YOUR GOAL: Collect every line in the data below that contains the word "white" and copy each one out in full.

(Data records)
----
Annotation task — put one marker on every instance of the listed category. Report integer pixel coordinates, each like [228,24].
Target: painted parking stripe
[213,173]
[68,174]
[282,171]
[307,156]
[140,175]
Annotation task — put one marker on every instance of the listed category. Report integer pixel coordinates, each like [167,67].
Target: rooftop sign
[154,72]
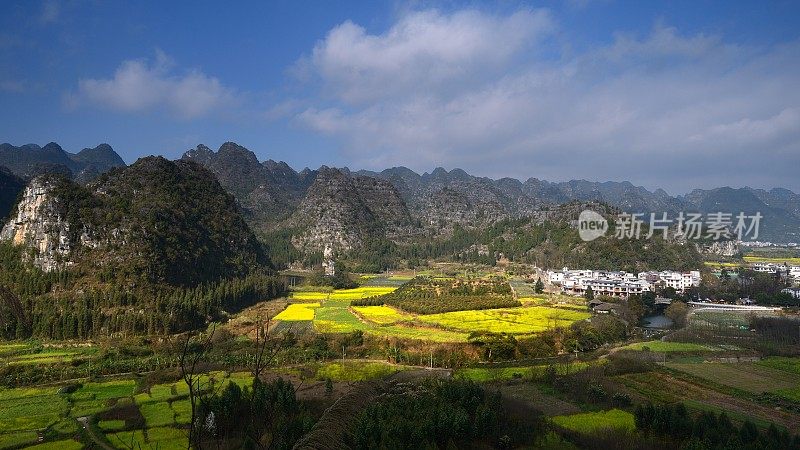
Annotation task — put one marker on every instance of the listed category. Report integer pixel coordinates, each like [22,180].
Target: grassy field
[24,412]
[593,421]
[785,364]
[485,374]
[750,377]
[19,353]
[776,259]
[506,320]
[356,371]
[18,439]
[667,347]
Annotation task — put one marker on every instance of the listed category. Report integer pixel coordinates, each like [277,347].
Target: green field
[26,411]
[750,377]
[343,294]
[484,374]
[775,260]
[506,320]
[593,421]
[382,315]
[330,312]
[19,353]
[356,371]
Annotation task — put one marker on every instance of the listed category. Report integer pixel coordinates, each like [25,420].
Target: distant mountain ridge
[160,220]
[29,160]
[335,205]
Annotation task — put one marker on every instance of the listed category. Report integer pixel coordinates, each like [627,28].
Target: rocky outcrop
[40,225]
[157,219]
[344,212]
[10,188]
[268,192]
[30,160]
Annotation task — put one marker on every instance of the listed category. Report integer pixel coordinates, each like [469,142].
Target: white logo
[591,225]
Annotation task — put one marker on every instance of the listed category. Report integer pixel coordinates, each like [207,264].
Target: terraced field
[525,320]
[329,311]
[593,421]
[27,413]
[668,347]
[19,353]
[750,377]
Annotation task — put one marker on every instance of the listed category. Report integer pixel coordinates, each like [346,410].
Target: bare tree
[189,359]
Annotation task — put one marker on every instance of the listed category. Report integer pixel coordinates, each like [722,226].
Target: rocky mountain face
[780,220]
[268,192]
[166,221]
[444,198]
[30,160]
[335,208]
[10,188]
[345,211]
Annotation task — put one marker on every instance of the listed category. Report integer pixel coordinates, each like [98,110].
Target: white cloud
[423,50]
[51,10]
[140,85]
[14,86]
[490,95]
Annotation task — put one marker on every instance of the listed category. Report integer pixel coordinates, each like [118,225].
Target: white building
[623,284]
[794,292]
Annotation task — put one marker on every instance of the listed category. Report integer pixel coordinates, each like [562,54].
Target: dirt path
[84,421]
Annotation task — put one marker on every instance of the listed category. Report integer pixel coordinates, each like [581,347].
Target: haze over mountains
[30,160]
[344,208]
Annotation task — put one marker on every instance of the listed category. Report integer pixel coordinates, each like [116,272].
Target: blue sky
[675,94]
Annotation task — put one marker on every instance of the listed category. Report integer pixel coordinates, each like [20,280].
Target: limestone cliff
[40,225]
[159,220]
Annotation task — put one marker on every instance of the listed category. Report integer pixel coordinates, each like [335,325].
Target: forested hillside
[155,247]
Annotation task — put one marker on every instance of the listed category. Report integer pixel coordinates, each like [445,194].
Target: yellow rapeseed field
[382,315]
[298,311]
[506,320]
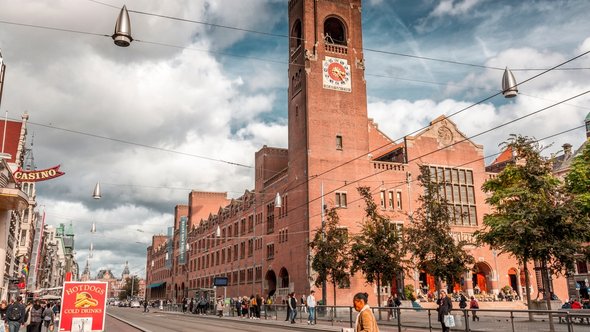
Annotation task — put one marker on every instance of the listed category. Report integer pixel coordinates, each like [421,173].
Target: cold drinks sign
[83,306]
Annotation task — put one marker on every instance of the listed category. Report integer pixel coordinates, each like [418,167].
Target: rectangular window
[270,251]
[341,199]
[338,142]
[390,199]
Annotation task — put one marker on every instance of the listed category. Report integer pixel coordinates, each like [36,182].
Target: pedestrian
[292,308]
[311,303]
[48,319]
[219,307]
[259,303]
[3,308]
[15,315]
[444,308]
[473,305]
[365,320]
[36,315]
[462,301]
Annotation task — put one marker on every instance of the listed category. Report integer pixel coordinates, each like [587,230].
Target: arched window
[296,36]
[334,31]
----
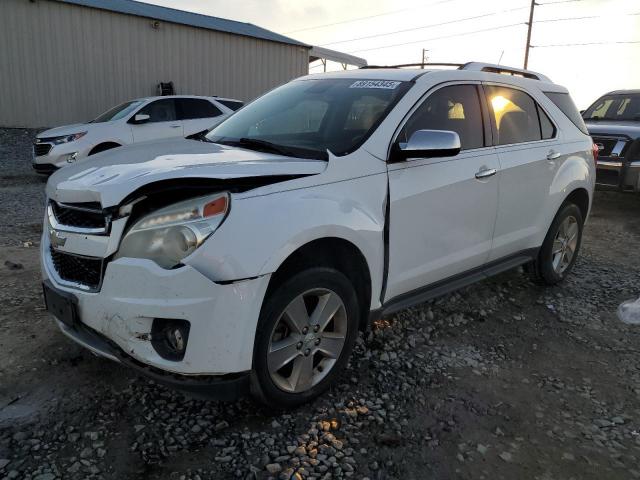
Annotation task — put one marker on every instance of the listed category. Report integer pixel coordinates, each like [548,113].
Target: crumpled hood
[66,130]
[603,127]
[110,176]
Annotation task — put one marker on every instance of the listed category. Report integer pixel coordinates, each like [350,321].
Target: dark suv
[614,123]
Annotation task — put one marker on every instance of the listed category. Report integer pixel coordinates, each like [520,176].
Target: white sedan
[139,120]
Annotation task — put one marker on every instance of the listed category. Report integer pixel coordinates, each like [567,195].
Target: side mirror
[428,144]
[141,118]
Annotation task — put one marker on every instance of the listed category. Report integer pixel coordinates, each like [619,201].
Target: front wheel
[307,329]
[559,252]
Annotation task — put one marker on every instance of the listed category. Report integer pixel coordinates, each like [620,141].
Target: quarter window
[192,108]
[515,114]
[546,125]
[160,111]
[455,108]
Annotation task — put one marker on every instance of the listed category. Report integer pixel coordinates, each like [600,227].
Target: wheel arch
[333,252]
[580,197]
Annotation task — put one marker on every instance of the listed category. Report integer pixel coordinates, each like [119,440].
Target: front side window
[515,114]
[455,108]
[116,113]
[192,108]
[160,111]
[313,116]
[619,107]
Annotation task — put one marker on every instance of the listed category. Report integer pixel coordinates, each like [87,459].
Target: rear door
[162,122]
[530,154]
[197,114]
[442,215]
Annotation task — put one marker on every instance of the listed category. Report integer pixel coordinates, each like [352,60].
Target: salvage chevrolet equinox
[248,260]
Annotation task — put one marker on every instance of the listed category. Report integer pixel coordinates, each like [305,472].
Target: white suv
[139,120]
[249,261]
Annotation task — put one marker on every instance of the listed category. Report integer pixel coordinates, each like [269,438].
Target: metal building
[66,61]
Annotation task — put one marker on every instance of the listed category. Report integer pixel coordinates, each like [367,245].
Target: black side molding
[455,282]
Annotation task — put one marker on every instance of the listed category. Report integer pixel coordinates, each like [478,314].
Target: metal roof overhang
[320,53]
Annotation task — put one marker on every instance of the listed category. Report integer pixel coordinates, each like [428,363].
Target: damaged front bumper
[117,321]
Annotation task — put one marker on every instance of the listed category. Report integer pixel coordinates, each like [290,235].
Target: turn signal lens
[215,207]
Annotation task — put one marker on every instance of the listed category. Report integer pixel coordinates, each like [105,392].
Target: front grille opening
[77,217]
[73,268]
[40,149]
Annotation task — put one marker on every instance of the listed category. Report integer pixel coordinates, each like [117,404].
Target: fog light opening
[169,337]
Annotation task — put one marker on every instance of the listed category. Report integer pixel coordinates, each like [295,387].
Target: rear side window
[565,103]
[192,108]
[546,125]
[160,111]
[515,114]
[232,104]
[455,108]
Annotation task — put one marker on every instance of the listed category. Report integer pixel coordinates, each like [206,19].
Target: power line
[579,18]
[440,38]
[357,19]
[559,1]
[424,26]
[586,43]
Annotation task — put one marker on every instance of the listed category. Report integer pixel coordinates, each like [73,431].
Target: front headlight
----
TASK RESPONSE:
Target: white logo
Target: white cloud
Target: white building
Target: white sedan
Target: white suv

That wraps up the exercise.